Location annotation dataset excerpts

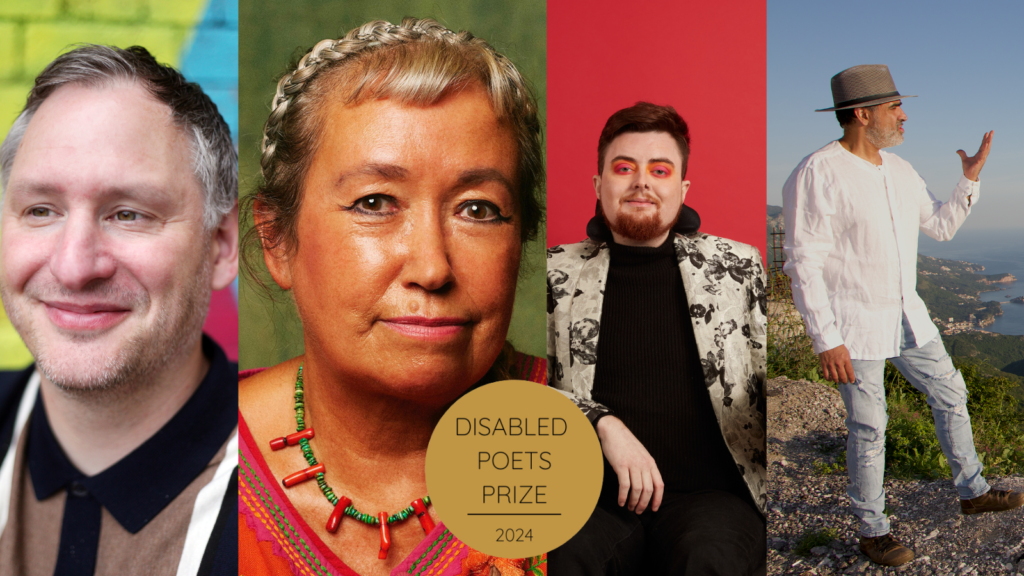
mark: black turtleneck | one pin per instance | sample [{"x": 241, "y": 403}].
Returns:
[{"x": 648, "y": 371}]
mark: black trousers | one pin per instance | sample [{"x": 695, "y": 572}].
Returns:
[{"x": 694, "y": 534}]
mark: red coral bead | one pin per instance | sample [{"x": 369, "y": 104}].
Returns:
[
  {"x": 291, "y": 440},
  {"x": 385, "y": 536},
  {"x": 302, "y": 476},
  {"x": 421, "y": 512},
  {"x": 339, "y": 512}
]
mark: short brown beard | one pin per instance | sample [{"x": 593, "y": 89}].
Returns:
[
  {"x": 639, "y": 229},
  {"x": 881, "y": 138},
  {"x": 140, "y": 358}
]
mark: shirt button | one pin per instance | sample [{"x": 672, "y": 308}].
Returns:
[{"x": 78, "y": 490}]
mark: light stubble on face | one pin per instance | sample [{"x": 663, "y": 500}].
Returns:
[
  {"x": 884, "y": 137},
  {"x": 139, "y": 355}
]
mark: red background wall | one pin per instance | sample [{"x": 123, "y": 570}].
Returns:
[{"x": 708, "y": 59}]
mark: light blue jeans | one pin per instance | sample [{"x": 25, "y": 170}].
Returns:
[{"x": 932, "y": 372}]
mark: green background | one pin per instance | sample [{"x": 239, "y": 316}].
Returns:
[{"x": 275, "y": 34}]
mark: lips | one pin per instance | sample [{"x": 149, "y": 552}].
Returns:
[
  {"x": 640, "y": 201},
  {"x": 85, "y": 317},
  {"x": 426, "y": 328}
]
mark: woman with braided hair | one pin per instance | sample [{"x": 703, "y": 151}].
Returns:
[{"x": 401, "y": 166}]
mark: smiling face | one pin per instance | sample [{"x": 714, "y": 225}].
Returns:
[
  {"x": 640, "y": 189},
  {"x": 101, "y": 274},
  {"x": 885, "y": 126},
  {"x": 409, "y": 245}
]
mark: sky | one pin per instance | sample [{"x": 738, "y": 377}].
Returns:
[{"x": 964, "y": 60}]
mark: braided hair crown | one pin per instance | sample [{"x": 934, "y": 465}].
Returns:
[
  {"x": 371, "y": 35},
  {"x": 417, "y": 63}
]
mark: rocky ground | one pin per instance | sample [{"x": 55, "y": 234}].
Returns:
[{"x": 807, "y": 494}]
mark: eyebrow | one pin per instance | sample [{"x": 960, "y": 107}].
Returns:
[
  {"x": 376, "y": 169},
  {"x": 394, "y": 172},
  {"x": 141, "y": 192},
  {"x": 481, "y": 175},
  {"x": 651, "y": 161}
]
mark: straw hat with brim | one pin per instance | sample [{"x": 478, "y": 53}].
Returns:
[{"x": 862, "y": 86}]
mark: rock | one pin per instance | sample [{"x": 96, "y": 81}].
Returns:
[{"x": 802, "y": 502}]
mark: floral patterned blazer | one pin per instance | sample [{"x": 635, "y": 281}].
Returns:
[{"x": 725, "y": 287}]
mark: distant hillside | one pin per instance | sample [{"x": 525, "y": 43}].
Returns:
[
  {"x": 950, "y": 289},
  {"x": 1004, "y": 353}
]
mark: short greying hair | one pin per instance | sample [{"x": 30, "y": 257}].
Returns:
[{"x": 214, "y": 159}]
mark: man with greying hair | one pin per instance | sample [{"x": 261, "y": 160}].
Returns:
[
  {"x": 852, "y": 215},
  {"x": 118, "y": 219}
]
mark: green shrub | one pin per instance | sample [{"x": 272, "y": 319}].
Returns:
[
  {"x": 812, "y": 539},
  {"x": 911, "y": 447}
]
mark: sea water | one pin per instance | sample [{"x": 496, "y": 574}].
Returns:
[{"x": 999, "y": 251}]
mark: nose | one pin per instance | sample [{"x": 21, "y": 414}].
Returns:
[
  {"x": 79, "y": 256},
  {"x": 641, "y": 180},
  {"x": 428, "y": 262}
]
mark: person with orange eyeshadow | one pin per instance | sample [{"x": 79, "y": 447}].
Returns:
[{"x": 677, "y": 319}]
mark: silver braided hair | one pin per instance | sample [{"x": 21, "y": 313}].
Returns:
[
  {"x": 215, "y": 163},
  {"x": 418, "y": 62}
]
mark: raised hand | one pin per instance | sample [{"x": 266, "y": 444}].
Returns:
[{"x": 973, "y": 164}]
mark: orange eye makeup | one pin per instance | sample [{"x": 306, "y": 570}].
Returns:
[
  {"x": 624, "y": 167},
  {"x": 659, "y": 169}
]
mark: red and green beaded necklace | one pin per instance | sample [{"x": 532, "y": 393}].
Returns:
[{"x": 343, "y": 504}]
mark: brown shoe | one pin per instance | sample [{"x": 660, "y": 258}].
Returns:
[
  {"x": 993, "y": 501},
  {"x": 886, "y": 550}
]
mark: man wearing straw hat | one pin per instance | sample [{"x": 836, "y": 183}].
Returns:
[{"x": 852, "y": 214}]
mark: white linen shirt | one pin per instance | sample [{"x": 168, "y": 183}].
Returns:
[{"x": 851, "y": 248}]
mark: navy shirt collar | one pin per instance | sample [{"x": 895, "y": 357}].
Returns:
[{"x": 136, "y": 488}]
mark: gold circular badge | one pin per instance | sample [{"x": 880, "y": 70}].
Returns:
[{"x": 514, "y": 468}]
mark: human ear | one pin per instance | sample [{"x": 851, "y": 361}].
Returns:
[
  {"x": 224, "y": 250},
  {"x": 274, "y": 252}
]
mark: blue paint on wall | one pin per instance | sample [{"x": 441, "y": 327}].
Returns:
[{"x": 211, "y": 57}]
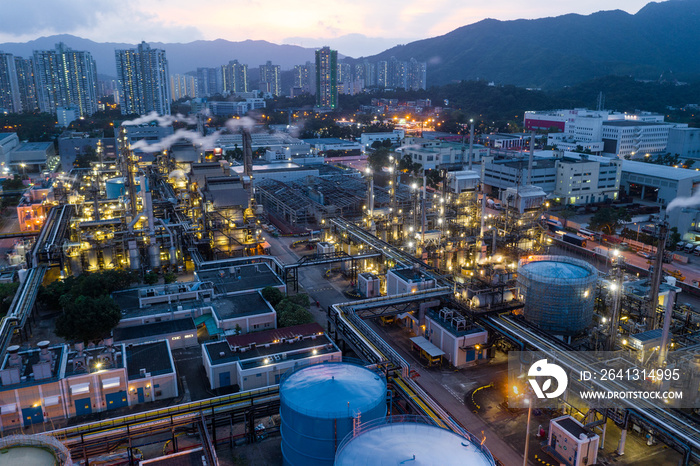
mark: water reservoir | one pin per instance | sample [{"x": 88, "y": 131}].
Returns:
[
  {"x": 318, "y": 405},
  {"x": 558, "y": 293}
]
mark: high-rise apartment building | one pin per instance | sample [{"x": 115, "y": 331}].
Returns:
[
  {"x": 327, "y": 78},
  {"x": 143, "y": 80},
  {"x": 304, "y": 78},
  {"x": 65, "y": 78},
  {"x": 235, "y": 77},
  {"x": 10, "y": 101},
  {"x": 209, "y": 81},
  {"x": 270, "y": 78},
  {"x": 27, "y": 86},
  {"x": 416, "y": 74}
]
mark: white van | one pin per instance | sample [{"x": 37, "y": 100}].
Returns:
[{"x": 587, "y": 233}]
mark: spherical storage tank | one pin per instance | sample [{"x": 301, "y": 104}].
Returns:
[
  {"x": 318, "y": 405},
  {"x": 558, "y": 293},
  {"x": 411, "y": 443}
]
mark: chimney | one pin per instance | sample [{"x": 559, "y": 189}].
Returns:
[
  {"x": 44, "y": 354},
  {"x": 14, "y": 359}
]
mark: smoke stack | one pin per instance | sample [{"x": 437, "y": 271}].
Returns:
[
  {"x": 44, "y": 354},
  {"x": 14, "y": 359}
]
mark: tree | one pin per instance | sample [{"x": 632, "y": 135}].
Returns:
[
  {"x": 272, "y": 295},
  {"x": 151, "y": 278},
  {"x": 86, "y": 318},
  {"x": 608, "y": 219}
]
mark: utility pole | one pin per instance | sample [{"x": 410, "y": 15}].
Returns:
[{"x": 653, "y": 303}]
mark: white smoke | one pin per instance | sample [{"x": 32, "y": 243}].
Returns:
[
  {"x": 208, "y": 141},
  {"x": 164, "y": 120},
  {"x": 684, "y": 201}
]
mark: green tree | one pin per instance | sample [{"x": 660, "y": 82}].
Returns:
[
  {"x": 86, "y": 318},
  {"x": 151, "y": 278},
  {"x": 608, "y": 219},
  {"x": 272, "y": 295}
]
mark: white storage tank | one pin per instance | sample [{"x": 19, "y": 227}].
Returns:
[
  {"x": 318, "y": 405},
  {"x": 411, "y": 440}
]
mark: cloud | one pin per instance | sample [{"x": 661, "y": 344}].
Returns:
[
  {"x": 100, "y": 20},
  {"x": 678, "y": 202},
  {"x": 353, "y": 45}
]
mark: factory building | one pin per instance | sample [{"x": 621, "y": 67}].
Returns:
[
  {"x": 401, "y": 281},
  {"x": 463, "y": 344},
  {"x": 228, "y": 303},
  {"x": 661, "y": 184},
  {"x": 434, "y": 153},
  {"x": 59, "y": 382},
  {"x": 181, "y": 333},
  {"x": 260, "y": 359},
  {"x": 574, "y": 178},
  {"x": 34, "y": 206}
]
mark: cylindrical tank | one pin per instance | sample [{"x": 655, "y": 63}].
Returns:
[
  {"x": 411, "y": 440},
  {"x": 107, "y": 257},
  {"x": 558, "y": 293},
  {"x": 134, "y": 259},
  {"x": 154, "y": 255},
  {"x": 33, "y": 449},
  {"x": 318, "y": 405},
  {"x": 114, "y": 187}
]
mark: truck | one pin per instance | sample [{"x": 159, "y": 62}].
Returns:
[{"x": 574, "y": 239}]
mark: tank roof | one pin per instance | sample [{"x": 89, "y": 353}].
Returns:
[
  {"x": 332, "y": 390},
  {"x": 423, "y": 444},
  {"x": 556, "y": 269}
]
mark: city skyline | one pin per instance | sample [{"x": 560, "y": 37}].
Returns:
[{"x": 362, "y": 30}]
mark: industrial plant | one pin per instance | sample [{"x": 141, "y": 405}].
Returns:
[{"x": 405, "y": 277}]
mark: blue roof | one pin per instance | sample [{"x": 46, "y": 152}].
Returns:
[
  {"x": 327, "y": 141},
  {"x": 333, "y": 390}
]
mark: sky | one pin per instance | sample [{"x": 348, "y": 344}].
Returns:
[{"x": 357, "y": 28}]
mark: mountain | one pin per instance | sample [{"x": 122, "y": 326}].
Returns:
[
  {"x": 563, "y": 50},
  {"x": 181, "y": 57}
]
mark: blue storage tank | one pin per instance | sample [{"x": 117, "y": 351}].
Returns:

* Your goal
Take the line in which "mark: truck |" occurs and each subsequent line through the end; give these lines again without alteration.

* Response to this exercise
mark: truck | one pin per instance | sample [{"x": 159, "y": 62}].
Returns:
[{"x": 574, "y": 239}]
mark: tank roof | one pin per instance | sample [{"x": 89, "y": 353}].
Returns:
[
  {"x": 332, "y": 390},
  {"x": 423, "y": 444},
  {"x": 556, "y": 269}
]
mark: city skyline | one pin per instance | sample [{"x": 560, "y": 37}].
Returns:
[{"x": 362, "y": 30}]
mark: industrial plant | one pin per instance | sample [{"x": 141, "y": 405}].
Returns:
[{"x": 405, "y": 277}]
mark: blue roof | one pin per instance | sample [{"x": 46, "y": 152}].
Returns:
[
  {"x": 327, "y": 141},
  {"x": 333, "y": 390}
]
mark: sky | one pin per instance | sample [{"x": 348, "y": 344}].
Returns:
[{"x": 357, "y": 28}]
mark: mountain | one pin per instance | sample [{"x": 122, "y": 326}].
Returns:
[
  {"x": 563, "y": 50},
  {"x": 181, "y": 57}
]
mark: blue storage tank | one pin per instance | sample [{"x": 117, "y": 351}].
Returns:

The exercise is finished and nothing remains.